━━━ INFORMATION GIVEN

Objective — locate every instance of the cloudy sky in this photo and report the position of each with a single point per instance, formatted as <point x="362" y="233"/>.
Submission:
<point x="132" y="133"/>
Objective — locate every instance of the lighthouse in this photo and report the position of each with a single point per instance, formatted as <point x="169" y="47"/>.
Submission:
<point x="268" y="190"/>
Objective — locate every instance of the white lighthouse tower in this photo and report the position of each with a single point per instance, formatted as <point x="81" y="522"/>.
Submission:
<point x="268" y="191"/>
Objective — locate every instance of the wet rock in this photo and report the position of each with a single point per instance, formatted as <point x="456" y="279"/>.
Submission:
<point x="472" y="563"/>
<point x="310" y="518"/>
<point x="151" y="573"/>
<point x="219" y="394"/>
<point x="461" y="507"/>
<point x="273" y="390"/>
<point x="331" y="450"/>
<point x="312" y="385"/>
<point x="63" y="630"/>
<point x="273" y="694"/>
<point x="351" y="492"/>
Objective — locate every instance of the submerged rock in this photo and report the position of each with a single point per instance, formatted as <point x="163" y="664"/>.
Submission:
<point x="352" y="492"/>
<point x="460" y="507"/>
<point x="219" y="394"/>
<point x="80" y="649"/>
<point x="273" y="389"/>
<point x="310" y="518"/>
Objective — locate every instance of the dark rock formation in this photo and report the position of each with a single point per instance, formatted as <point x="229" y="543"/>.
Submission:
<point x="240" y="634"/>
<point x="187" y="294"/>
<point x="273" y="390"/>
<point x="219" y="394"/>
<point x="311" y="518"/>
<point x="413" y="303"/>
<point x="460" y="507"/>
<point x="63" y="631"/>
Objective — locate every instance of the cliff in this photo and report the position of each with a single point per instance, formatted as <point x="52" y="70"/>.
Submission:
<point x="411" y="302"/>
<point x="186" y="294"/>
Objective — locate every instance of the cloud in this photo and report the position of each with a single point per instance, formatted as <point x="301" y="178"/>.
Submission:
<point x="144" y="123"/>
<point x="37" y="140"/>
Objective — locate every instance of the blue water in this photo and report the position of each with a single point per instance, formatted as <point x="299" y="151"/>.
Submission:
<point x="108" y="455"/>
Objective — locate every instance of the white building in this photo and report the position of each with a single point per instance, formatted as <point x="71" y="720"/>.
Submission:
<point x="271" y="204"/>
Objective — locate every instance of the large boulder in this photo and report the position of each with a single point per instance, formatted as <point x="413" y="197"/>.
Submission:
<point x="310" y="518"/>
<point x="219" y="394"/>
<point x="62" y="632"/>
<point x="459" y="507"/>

━━━━━━

### WHAT YOU WILL DO:
Only lines with the word "lighthouse" are wanted, so copy each one from the records.

### EXPECTED OUTPUT:
Objective — locate every instance of the lighthouse in this photo and report the position of each with a single point per instance, formatted as <point x="169" y="47"/>.
Objective — locate every instance of the white lighthouse tower in this photo and report the position of each with a single point per instance, formatted as <point x="81" y="522"/>.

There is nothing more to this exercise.